● REQUEST
Each line of the material must reappear unchanged in the answer.

● DATA TO USE
────────────────
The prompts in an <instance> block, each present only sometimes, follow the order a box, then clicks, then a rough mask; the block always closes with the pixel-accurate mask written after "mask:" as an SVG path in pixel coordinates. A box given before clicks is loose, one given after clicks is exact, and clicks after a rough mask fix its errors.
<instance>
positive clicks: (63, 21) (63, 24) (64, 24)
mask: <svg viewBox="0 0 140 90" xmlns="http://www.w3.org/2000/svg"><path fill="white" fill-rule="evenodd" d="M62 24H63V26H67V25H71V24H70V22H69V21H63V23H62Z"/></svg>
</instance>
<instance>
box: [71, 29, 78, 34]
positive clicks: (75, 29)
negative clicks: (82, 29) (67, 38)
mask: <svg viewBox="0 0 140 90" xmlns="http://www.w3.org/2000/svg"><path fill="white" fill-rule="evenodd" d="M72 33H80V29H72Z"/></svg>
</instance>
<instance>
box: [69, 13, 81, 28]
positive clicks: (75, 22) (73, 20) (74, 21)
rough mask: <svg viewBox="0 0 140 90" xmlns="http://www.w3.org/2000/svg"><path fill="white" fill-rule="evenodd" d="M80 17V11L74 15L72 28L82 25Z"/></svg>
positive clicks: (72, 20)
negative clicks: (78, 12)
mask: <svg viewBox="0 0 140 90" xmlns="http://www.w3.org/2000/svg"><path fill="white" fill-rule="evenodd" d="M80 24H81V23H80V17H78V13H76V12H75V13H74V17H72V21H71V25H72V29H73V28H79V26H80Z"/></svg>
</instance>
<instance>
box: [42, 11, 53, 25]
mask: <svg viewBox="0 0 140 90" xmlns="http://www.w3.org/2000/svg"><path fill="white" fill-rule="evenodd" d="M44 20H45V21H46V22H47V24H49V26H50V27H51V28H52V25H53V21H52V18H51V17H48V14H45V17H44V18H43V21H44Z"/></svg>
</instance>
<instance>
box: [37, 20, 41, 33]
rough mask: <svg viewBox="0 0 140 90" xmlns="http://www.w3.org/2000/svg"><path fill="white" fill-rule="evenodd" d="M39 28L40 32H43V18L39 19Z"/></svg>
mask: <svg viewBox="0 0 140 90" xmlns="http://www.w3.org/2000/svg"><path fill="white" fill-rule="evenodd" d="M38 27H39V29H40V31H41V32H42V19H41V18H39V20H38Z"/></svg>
────────────────
● RESULT OF THE TASK
The prompts in an <instance> block, each present only sometimes, follow the order a box, then clicks, then a rough mask; the block always closes with the pixel-accurate mask written after "mask:" as an SVG path in pixel coordinates. A box given before clicks is loose, one given after clicks is exact, and clicks after a rough mask fix its errors.
<instance>
positive clicks: (63, 21) (63, 24) (64, 24)
mask: <svg viewBox="0 0 140 90" xmlns="http://www.w3.org/2000/svg"><path fill="white" fill-rule="evenodd" d="M62 24H63V26H67V25H71V24H70V22H69V21H63V23H62Z"/></svg>
</instance>
<instance>
box: [71, 29, 78, 34]
positive clicks: (75, 29)
negative clicks: (82, 29) (67, 38)
mask: <svg viewBox="0 0 140 90" xmlns="http://www.w3.org/2000/svg"><path fill="white" fill-rule="evenodd" d="M72 33H80V29H72Z"/></svg>
</instance>
<instance>
box: [69, 13, 81, 28]
positive clicks: (75, 22) (73, 20) (74, 21)
rough mask: <svg viewBox="0 0 140 90" xmlns="http://www.w3.org/2000/svg"><path fill="white" fill-rule="evenodd" d="M80 17V11L74 15L72 28L82 25Z"/></svg>
positive clicks: (72, 20)
negative clicks: (78, 12)
mask: <svg viewBox="0 0 140 90" xmlns="http://www.w3.org/2000/svg"><path fill="white" fill-rule="evenodd" d="M80 24H81V23H80V17H78V13H76V12H75V13H74V17H72V21H71V25H72V29H73V28H79V26H80Z"/></svg>
</instance>
<instance>
box: [42, 11, 53, 25]
mask: <svg viewBox="0 0 140 90" xmlns="http://www.w3.org/2000/svg"><path fill="white" fill-rule="evenodd" d="M44 20H45V21H46V22H47V24H49V26H50V27H51V28H52V25H53V21H52V18H51V17H48V14H45V17H44V18H43V21H44Z"/></svg>
</instance>
<instance>
box: [37, 20, 41, 33]
rough mask: <svg viewBox="0 0 140 90" xmlns="http://www.w3.org/2000/svg"><path fill="white" fill-rule="evenodd" d="M39 28L40 32H43V18L39 19Z"/></svg>
mask: <svg viewBox="0 0 140 90" xmlns="http://www.w3.org/2000/svg"><path fill="white" fill-rule="evenodd" d="M38 27H39V29H40V31H41V32H42V19H41V18H39V20H38Z"/></svg>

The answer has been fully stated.